● **WHAT TO DO**
Copy out only the entries from the line holding "Target = agave plant" through the line holding "x=197 y=212", inclusive, renaming "pin" as "marker" and leaving everything else unchanged.

● **MATERIAL PROVIDED**
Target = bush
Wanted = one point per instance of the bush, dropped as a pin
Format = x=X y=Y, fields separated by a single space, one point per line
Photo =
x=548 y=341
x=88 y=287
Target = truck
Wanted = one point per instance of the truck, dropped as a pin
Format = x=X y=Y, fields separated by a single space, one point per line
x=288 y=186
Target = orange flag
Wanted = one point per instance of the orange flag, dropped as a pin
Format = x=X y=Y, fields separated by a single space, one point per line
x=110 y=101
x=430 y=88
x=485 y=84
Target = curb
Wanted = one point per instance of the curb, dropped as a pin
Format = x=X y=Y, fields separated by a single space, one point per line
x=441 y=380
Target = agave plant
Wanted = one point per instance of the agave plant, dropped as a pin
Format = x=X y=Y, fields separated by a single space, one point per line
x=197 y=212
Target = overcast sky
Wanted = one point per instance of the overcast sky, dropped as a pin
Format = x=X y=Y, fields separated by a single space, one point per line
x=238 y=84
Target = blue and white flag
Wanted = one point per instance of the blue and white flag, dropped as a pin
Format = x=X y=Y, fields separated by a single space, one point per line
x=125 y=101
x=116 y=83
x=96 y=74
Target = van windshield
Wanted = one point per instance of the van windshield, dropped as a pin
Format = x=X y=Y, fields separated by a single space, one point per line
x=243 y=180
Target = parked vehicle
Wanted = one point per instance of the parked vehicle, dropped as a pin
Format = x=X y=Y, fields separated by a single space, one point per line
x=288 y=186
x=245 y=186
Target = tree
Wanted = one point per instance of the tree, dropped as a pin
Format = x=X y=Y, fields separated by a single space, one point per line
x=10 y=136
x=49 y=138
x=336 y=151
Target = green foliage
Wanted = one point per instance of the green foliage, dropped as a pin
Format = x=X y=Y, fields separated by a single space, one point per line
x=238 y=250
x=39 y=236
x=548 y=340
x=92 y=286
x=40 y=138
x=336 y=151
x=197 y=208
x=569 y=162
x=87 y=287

● **CORRECT RESPONSE**
Target = agave plant
Wanted = one point per instance of the agave plant, dropped as a marker
Format = x=X y=Y, fields separated by a single space, one point per line
x=197 y=212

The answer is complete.